**Your objective**
For the listing below, give the number of lines that include "written" and add nothing to it.

**Provided data**
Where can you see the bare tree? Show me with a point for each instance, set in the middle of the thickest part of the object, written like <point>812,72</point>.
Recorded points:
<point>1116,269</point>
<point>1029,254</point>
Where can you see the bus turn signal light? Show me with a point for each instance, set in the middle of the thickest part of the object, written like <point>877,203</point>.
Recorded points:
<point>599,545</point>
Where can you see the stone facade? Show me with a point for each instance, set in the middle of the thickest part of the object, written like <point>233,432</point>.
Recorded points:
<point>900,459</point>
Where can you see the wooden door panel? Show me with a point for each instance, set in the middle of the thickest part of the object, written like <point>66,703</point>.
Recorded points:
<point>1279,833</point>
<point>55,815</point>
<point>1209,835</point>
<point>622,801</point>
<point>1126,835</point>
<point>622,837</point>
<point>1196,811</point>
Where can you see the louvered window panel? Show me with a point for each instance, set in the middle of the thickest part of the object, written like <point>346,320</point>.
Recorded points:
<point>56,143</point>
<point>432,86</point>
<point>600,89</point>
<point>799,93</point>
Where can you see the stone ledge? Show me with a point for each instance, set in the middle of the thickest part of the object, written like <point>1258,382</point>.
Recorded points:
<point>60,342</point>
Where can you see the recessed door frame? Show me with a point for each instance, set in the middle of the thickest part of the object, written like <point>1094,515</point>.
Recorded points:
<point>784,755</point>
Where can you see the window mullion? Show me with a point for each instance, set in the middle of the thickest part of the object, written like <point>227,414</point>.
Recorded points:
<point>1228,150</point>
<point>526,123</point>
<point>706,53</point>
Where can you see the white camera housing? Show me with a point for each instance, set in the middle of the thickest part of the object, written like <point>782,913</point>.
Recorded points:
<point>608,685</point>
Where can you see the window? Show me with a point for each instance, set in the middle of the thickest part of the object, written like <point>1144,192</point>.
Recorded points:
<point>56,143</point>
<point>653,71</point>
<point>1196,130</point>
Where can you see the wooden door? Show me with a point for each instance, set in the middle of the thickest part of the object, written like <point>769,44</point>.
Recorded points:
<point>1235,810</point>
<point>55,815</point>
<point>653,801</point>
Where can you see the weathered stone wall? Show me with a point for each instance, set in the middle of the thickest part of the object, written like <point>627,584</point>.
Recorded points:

**Response area**
12